## [PAGE EXTRACT]

5 Lessons in 5 Minutes


Or in my case, it was almost eight o’clock. It was Monday – the busiest day of the week with 5 lessons, lunchtime duty and an after school club.

The weekend had been a busy one and the Monday morning briefing, usually a 5 minute affair, had overran. For those reasons (plus the fact that I had never got round to thinking ahead the previous Friday), I found myself with 5 minutes to go before my first lesson began needing to plan out a whole day of teaching.

In my old job, this would have been no problem as I was teaching different classes in the same level and I would choose a single starting point before seeing how each lesson developed. However, as I now work in a smaller school, the five lessons were with five different year groups and included an IGCSE class, primary classes, and secondary classes covering both second language and first language groups!

There was no choice but to use what little time I had to the full and five minutes later, just as my ever-punctual first student was walking through the door, this is what I had planned to do:

The first lesson was easy enough. It was an IGCSE English Language B class and we had spent the previous week working on structuring an essay and writing effective introductions and conclusions. My student (just one student in this class!) had been set a homework task to write an introduction and conclusion for a given topic so a review of the that was the obvious place to start. We would refer back to a “dos and don’ts” checklist we had drawn up for opening and closing essays and check the homework against it before making any necessary changes. We would then work on the main body of the essay and finish with a focus on any errors of grammar, register, vocabulary, and style. Lesson #1 done – next!




The next lesson would be quite a contrast – a primary school group of Year 3 and 4 kids who have grown up in a bilingual environment but until now have only been schooled in French. That means they communicate quite easily but struggle a little when it comes to reading and writing in English. I knew the Year 3 kids had been studying dinosaurs with their class teacher and Year 4 had been looking at describing people and the clothes they wear so that led me to monsters! I would introduce them to a classic drawing lesson I featured on my blog a few years ago – Mike Harrison’s Mixed-Up Monsters. Requiring no more than a few pieces of blank paper, we would create monsters, describe them, invent profiles for them and then write up a detailed description of them, all to be followed up by error correction activities based on their own work. 2 minutes gone, 3 lessons left to get ready for….

## [TASK LIST]
[1] Answer these questions from the post about planning five lessons in five minutes:
(a) How many students were in the IGCSE class?
(b) What had the Year 3 kids been studying with their class teacher?
(c) How long does the Monday morning briefing usually take?
[2] Say whether each statement agrees with the post about planning five lessons in five minutes:
(a) The writer had thought ahead the previous Friday.
(b) Until now, the primary group had only been schooled in French.
(c) In the old job, the writer taught classes at different levels.
[3] Write the next part of the post about planning five lessons in five minutes, starting right after its last sentence.
The rows come from a separate source.

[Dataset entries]
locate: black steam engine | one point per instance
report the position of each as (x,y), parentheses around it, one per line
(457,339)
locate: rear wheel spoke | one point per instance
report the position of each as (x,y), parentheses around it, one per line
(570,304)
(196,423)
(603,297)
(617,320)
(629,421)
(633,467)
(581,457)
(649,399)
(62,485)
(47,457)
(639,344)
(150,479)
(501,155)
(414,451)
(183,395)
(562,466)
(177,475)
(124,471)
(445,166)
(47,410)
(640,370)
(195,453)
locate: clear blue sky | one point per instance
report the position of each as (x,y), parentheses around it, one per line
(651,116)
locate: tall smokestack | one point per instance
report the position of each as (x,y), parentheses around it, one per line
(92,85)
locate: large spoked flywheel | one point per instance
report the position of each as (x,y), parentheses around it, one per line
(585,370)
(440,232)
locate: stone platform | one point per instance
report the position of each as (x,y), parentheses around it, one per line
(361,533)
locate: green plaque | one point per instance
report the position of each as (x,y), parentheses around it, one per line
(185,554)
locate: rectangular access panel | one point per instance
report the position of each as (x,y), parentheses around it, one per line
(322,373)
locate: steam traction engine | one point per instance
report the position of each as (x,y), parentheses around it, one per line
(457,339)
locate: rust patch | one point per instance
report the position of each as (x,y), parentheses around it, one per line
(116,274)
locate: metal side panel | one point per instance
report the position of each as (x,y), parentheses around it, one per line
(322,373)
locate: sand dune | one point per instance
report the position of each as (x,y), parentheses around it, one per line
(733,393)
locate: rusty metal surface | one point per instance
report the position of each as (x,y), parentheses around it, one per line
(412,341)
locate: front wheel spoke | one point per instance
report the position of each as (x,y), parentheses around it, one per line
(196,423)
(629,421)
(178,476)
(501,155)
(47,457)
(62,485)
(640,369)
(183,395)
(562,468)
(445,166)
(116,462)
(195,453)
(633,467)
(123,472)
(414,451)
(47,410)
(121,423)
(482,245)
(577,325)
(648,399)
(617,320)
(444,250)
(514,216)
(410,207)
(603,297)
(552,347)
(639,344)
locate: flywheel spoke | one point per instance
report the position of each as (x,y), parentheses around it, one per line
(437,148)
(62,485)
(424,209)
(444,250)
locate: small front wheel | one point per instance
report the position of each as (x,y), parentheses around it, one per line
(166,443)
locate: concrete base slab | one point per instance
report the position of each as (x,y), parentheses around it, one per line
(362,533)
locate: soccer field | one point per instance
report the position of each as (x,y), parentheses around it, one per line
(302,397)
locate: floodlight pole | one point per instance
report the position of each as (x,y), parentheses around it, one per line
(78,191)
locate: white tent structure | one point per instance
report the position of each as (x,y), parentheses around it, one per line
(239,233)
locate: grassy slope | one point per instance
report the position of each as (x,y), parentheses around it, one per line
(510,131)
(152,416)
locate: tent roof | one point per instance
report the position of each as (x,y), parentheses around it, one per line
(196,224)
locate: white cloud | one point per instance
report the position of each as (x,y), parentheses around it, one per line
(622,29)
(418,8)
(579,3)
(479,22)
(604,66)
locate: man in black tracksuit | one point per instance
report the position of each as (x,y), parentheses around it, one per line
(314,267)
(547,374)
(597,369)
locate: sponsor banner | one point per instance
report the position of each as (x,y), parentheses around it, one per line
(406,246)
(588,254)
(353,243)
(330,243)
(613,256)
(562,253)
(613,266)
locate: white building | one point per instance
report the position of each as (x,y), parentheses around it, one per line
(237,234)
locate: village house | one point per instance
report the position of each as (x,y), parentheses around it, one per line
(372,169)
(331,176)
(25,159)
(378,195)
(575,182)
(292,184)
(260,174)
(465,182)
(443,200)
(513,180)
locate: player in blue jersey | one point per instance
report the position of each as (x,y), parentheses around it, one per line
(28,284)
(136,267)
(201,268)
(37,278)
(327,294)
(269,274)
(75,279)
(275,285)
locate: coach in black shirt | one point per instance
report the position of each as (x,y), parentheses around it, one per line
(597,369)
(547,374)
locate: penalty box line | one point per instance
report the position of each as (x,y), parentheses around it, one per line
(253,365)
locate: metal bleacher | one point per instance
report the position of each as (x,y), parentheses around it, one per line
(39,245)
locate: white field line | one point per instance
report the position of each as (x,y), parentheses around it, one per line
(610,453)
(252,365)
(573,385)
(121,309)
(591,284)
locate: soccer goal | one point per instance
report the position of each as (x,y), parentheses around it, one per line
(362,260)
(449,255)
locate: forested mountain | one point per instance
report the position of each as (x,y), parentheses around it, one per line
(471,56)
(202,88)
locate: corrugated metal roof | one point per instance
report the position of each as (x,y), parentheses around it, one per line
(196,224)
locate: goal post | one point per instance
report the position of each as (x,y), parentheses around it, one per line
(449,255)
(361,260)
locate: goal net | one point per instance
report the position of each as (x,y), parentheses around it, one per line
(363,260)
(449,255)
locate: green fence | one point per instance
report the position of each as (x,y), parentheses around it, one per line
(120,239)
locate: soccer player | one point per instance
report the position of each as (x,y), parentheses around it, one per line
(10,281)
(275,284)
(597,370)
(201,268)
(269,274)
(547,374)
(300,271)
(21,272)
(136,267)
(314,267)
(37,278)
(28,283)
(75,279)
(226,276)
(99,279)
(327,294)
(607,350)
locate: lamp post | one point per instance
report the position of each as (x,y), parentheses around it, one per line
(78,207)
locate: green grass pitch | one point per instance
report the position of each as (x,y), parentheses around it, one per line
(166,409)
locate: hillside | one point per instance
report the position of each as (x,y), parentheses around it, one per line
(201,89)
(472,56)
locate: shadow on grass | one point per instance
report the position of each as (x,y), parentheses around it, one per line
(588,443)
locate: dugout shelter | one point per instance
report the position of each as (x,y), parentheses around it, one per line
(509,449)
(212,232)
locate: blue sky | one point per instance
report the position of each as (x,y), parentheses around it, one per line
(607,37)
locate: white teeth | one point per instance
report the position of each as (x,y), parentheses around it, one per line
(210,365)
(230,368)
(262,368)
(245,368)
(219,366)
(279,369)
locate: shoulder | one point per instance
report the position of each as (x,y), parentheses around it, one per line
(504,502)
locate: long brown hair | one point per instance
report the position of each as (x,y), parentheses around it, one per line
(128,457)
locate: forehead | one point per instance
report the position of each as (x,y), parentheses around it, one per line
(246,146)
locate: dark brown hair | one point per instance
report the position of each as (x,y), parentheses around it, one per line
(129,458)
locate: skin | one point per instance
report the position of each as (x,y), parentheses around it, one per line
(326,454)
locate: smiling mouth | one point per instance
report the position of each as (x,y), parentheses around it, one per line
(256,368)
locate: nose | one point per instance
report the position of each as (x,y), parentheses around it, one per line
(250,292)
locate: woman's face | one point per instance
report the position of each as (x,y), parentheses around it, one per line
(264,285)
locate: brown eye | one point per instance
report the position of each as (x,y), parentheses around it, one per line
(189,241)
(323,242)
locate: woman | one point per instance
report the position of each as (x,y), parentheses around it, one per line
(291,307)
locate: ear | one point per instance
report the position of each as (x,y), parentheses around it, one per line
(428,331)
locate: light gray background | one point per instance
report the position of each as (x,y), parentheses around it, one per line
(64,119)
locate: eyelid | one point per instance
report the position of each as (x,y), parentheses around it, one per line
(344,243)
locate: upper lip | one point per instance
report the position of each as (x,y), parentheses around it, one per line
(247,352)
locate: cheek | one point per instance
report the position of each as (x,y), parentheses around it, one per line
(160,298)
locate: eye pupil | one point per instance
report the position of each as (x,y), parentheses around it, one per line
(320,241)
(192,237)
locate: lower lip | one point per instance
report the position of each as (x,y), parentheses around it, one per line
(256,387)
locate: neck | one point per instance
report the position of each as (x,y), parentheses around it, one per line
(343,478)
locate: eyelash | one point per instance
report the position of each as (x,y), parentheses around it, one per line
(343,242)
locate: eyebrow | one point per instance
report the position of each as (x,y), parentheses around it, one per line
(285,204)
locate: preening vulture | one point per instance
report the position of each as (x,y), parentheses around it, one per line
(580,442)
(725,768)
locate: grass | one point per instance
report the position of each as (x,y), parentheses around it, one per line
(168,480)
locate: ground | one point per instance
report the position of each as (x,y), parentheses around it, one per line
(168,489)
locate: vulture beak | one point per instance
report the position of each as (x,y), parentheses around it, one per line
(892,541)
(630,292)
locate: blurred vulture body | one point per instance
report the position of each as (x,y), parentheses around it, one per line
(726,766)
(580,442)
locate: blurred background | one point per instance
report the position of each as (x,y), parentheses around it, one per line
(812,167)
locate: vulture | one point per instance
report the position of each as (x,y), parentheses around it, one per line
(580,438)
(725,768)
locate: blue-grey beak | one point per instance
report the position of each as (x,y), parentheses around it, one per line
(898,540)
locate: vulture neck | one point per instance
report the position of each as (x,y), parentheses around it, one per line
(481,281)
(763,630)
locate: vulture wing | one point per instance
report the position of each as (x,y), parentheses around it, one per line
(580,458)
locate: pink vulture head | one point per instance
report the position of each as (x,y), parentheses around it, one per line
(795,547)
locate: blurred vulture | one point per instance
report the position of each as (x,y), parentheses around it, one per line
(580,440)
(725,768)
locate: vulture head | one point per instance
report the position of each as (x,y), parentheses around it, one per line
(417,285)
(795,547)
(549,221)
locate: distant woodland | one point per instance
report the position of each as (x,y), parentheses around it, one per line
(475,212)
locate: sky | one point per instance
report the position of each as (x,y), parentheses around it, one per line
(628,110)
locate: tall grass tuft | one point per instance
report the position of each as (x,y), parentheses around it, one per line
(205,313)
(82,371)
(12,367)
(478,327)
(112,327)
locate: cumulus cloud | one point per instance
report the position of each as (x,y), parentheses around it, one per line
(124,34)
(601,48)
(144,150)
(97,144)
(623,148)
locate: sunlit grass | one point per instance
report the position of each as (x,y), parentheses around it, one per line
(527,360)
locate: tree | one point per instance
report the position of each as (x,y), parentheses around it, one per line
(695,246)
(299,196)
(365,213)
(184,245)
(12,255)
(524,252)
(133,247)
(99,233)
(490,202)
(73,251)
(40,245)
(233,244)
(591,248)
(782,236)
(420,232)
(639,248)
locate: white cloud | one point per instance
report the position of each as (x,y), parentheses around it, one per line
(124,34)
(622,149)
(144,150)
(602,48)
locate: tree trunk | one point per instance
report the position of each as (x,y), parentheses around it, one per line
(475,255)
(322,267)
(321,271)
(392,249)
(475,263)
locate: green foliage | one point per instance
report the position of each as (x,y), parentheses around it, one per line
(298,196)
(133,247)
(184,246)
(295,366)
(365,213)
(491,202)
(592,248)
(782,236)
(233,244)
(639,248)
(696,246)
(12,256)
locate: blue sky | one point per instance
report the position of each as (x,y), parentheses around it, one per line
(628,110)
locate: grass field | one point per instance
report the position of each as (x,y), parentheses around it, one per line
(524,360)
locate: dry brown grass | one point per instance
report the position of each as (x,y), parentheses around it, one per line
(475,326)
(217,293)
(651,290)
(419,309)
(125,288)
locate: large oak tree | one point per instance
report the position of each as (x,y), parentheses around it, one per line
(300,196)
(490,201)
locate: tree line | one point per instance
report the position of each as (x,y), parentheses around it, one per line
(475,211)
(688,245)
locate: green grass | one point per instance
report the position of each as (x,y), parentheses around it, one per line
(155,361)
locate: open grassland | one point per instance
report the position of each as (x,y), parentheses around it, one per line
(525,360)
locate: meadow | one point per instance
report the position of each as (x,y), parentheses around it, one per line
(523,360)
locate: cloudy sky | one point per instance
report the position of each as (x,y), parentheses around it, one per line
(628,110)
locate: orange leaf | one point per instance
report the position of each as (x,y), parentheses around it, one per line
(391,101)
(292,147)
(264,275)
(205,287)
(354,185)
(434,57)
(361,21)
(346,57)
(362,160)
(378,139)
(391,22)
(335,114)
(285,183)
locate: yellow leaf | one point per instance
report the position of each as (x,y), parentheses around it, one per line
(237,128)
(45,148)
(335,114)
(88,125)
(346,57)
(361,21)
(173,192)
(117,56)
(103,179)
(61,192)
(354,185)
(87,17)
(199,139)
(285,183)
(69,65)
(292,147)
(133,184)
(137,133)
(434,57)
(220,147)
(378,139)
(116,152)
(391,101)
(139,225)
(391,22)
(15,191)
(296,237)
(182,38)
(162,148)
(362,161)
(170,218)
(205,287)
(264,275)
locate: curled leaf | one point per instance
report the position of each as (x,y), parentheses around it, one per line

## [SOLVED TASKS]
[1]
(a) One student.
(b) Dinosaurs.
(c) About 5 minutes.

[2]
(a) No: "I had never got round to thinking ahead the previous Friday"
(b) Yes: "until now have only been schooled in French"
(c) No: "I was teaching different classes in the same level"

[3]
Something slightly different next as a Year 6 group would come with two kids who are fully bilingual and have French first language lessons and English first language lessons (English with me obviously!) That means we work on literature, writing skills, and ‘language awareness’ rather than trying to improve their language knowledge and accuracy. As a general topic, they had been looking at globalisation, commercialisation, and had focused on famous explorers in history. So how about bringing that all together with a desert island inspired lesson? Using a favourite idea from Teaching Unplugged  as my starting point, I devised a warmer activity to ask students to describe some possessions they couldn’t live without leading into an explanation of the ‘Desert Island’ concept. They would then imagine they were being sent to a desert island to live for a year with a few survival and luxury items allowed. Diary entries narrating their time on the island would then  be written. Great, but time was running short. Onto lesson…


Familiar ground – an intermediate ESL level group of early teens. We had been looking at short stories with a grammar focus of narrative tenses so back to another Teaching Unplugged idea it was with a news story. I would dictate the first line of a news story with a key phrase missing. They would speculate as to what that phrase was. I would then give them a list of numbers form the text before reading it aloud and ask them to listen for what the numbers meant. Using that info, they would then do a dictogloss-style reconstruction activity with a final stage of the lesson focusing on refining and correcting their texts.

Time was ticking away so what about Lesson 5, the final one? This was another bilingual/first language group. We were nearing the end of Midsummer Night’s Dream so the first part of the lesson was straightforward to think of – guided reading/acting of a scene from the play. It would be the scene in which Lysander was released from the spell that had made him forsake his true love Hermia for a mad obsession with Helena. In the play, he seems to get off rather lightly so I decided to inform the students that off stage, Hermia was livid. Their task? To write a grovelling letter of apology trying to explain the unexplainable and ask for forgiveness.

And that was the point when my Year 10 student entered the room asking “So, what will we do today?”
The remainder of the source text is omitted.